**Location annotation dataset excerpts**
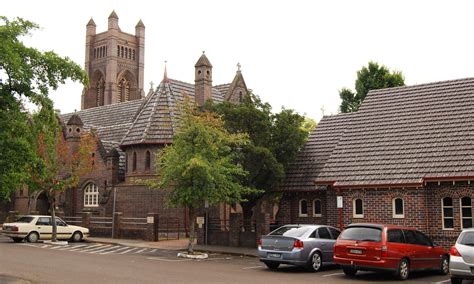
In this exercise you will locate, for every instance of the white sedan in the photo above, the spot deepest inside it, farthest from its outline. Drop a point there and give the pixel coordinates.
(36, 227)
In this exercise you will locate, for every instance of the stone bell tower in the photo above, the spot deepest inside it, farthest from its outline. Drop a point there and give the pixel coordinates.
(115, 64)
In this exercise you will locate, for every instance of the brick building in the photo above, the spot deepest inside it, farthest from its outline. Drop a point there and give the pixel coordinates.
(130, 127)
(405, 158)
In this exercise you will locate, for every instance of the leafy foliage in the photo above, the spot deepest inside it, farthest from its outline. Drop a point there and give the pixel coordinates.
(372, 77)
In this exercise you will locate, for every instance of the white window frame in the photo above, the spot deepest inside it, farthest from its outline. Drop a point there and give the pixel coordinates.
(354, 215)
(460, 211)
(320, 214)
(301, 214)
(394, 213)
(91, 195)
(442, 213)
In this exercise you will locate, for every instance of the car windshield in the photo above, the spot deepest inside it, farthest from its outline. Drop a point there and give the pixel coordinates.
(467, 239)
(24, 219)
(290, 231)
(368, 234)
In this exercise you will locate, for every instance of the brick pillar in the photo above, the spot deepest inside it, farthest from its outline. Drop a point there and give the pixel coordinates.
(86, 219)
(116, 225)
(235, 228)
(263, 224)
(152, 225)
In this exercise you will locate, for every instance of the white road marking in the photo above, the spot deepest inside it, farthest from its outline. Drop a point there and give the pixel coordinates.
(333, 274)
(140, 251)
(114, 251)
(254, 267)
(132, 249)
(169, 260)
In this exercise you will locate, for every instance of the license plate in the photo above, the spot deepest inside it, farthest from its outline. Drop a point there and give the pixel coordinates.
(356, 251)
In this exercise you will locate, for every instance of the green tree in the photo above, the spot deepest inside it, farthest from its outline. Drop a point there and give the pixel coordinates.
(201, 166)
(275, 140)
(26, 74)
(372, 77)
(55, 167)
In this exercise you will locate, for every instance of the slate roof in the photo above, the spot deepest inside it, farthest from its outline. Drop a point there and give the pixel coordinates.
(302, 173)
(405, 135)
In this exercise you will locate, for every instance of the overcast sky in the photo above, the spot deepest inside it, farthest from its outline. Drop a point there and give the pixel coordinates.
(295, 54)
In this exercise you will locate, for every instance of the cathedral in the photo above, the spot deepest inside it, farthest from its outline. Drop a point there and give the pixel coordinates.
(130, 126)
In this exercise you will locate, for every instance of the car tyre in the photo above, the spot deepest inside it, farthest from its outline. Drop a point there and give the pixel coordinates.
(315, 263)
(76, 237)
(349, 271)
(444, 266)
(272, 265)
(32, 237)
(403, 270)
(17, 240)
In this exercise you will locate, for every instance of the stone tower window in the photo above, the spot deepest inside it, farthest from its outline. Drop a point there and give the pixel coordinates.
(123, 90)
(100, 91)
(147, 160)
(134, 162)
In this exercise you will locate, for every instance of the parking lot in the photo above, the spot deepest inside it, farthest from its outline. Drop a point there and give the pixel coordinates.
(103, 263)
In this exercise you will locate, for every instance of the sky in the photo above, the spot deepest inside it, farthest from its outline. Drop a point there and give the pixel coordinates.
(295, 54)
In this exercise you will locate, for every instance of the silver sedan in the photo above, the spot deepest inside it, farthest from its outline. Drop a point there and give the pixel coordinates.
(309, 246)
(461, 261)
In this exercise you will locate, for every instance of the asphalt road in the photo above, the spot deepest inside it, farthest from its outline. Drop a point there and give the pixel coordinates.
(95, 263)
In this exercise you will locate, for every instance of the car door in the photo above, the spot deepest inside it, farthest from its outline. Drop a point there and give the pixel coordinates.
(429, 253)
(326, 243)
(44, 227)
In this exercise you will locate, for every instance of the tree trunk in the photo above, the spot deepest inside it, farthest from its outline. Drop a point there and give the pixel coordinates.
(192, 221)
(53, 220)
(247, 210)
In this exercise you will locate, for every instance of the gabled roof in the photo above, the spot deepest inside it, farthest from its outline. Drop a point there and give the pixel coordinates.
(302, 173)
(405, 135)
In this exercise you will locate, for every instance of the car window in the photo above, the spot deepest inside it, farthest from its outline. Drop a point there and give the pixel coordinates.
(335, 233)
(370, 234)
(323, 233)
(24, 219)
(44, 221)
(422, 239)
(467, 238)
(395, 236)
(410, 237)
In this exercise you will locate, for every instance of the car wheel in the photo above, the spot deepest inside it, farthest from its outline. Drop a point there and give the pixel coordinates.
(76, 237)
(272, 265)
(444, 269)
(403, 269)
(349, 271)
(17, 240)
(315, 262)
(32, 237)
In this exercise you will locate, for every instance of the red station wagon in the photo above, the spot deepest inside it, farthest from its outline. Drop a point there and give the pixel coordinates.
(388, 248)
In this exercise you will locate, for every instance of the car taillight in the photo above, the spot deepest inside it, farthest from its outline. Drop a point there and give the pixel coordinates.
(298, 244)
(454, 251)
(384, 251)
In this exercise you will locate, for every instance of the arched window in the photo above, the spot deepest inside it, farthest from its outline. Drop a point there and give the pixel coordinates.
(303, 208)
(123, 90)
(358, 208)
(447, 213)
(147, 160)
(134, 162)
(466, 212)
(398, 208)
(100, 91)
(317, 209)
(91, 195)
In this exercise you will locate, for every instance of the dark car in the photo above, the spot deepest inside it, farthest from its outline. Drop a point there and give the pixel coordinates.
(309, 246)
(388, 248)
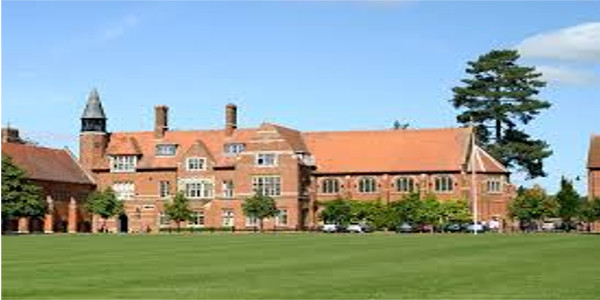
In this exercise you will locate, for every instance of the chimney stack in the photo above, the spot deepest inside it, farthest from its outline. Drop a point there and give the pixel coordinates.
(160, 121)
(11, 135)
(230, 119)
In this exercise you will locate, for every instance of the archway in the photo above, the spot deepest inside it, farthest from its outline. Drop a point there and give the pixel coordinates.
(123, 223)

**Written instruction**
Duplicate every one of the entries above word for word, omitting the pictures.

**Expected answer**
In this exercise you will locate, for every instance of the white sedan in the photo above, the spot deepest inside it, farthest from its outline. Drop a point there and give the pixel coordinates.
(36, 227)
In this exercise you will locate, for every instance of the stone bell tower in the photo above, the spot deepest inside it, farthest from its outline. Drop a point there and give the pixel coordinates.
(115, 64)
In this exercise you will locate, for every instance of the brick building in the photo above, the spot deepest inside it, farthest from its outline. Drop a point there and give the pixel coordinates.
(130, 127)
(405, 158)
In this exercise you will locate, for every instance of the leafy foliage in the photo above, the spot deepest inside it, farthest from its outline. Drop a point there and give the pixel coordinates.
(372, 77)
In this exercise you will locate, for every instance of the white window frame in the photo above, the spot deepest inside it, farthest from its outline. Drop a point there and give the pixel coordinates.
(354, 215)
(460, 211)
(320, 214)
(301, 214)
(394, 213)
(91, 195)
(442, 213)
In this exercise you will locate, for every instance of the car windshield in the photo above, the spot deepest inside it, farthest from its outline. Drop a point there and give the pixel coordinates.
(467, 239)
(24, 219)
(290, 231)
(368, 234)
In this exercise you will locate, for every instance of the brick pillar in the photo above, the spot deepest inside it, farthest from its outline. Drop a point there and give the pixel coordinates.
(86, 219)
(116, 225)
(235, 228)
(263, 224)
(152, 225)
In this exercise you will locate, for every instance of the white road marking in the photo above, the spot deepest inside it, farthest from its outline. Drop a point there and give the pixel coordinates.
(333, 274)
(140, 251)
(114, 251)
(254, 267)
(132, 249)
(169, 260)
In this exercise you will locate, for every instance of the license plate in the photo above, the spot deepest inside it, farthest from its outline. Drop a point there and give the pixel coordinates.
(356, 251)
In this exercise you will locate, for every instance of the green tree in the photo above, the spot deepest inside it, farthest from its outline. Drop a point there and give the pixel coordinates.
(201, 166)
(275, 140)
(26, 74)
(372, 77)
(55, 167)
In this exercise you will locate, for every instance of the slate roof in the photo above, the spot deepest inside it, farthest from its outline. Drop a point there and give the pixel coordinates.
(302, 173)
(405, 135)
In this exercise you will locate, for every instance of the overcast sky in the photo above, the spot deepest inside it, farthest from its outline. Drop a point there and give the pixel coordinates.
(295, 54)
In this exercise you will locate, for every instance of the cathedral in the photo above, the spot deepest inside it, farthest from its outline. Drop a point there and give the pixel coordinates.
(130, 126)
In this exercise you will locate, for every instance of the car tyre in the photo above, the spot deepest inside it, farthest from its outline. Drop a point there and give the pixel coordinates.
(315, 263)
(76, 237)
(349, 271)
(444, 266)
(272, 265)
(32, 237)
(403, 270)
(17, 240)
In this exercise you will locate, for every instance of the stone tower window in the photo above, the spot deepest inside it, farthest from its outline. Drop a point there and give the pixel coordinates.
(123, 90)
(100, 91)
(147, 160)
(134, 162)
In this exercise you will locate, for every instance of the parking lot in the photo above, the spot deepest inside it, farthest from its outline. Drop a point there and give the pixel coordinates.
(103, 263)
In this exercise you will locate, for every instance of the sky in the photo above, the spot deepest inside it, farthest from its outline. Drop a point there and give the pixel coordinates.
(295, 54)
In this exercise you will locate, for every instance of the silver sedan in the photo above, the spot deepest inside it, farthest from its outline. Drop a point there and give the pixel coordinates.
(309, 246)
(461, 261)
In this exercise you will locate, for every instance of the asphalt road in the photo above, the spot deepest inside it, farthest from its outline. Drop a point there and give the pixel coordinates.
(95, 263)
In this exercise you will locate, for every instance of the car door in the photo above, the spot deepest inside it, farthest from its outline. Drop a point there and give the pixel coordinates.
(429, 253)
(326, 243)
(44, 227)
In this exercise you will locate, for every instance of the tree trunk in the photo above, the spot deepest inside it, farthest from its outline. Drop a point there and give the pixel coordinates.
(192, 221)
(53, 220)
(247, 210)
In this exercise you will locate, for every instance of the gabled roof in the photo above, the spot deepest inside it, farthest from its outline. Drop a point there and give the pixel coordinates.
(302, 173)
(405, 135)
In this exercise you will locate, for every instance of the car window in the photo above, the spot deepest inside it, farthest from its outline. Drop a point there and give the pixel coordinates.
(335, 233)
(370, 234)
(323, 233)
(24, 219)
(44, 221)
(422, 239)
(467, 238)
(395, 236)
(410, 237)
In this exercise you will locate, for every instance of the car wheel in the photo above, the spot deepest inside it, farthest from its outline. Drop a point there and give the pixel coordinates.
(76, 237)
(272, 265)
(444, 269)
(403, 269)
(349, 271)
(17, 240)
(315, 262)
(32, 237)
In this exercise you will locate, for every instance of the red station wagon in the photo above, the spot deepest inside it, farthest from its outline. Drop a point there and give the pixel coordinates.
(388, 248)
In this exercise you will locate, for every instance of the car taillight in the photo above, the spot deepest inside it, farthest from its outline. Drop a point there and give the pixel coordinates.
(298, 244)
(454, 251)
(384, 251)
In this exercise you will locate, for every instance of the arched window in the photo above, the spot deepest inside it, farthest from its outline. Drop a point there and give the pixel coordinates.
(303, 208)
(123, 90)
(358, 208)
(447, 213)
(147, 160)
(134, 162)
(466, 212)
(398, 208)
(100, 91)
(317, 209)
(91, 195)
In this exercise you will locate, for every instance of the dark car in the photo above, the spot deepest inside it, farthest from its outline. Drop a point there and give the pixel coordinates.
(309, 246)
(388, 248)
In this exercise you will locate, for every instance of the chimney stack in the photo above, the spot deepest inside it, farthest from its outline. Drop a point there and give the pixel coordinates.
(160, 121)
(11, 135)
(230, 119)
In this exercise you will locate, for every instance of the archway in the photo above, the spot deepest inside it, farthest from its outline. Drop a point there and give the pixel coordinates.
(123, 223)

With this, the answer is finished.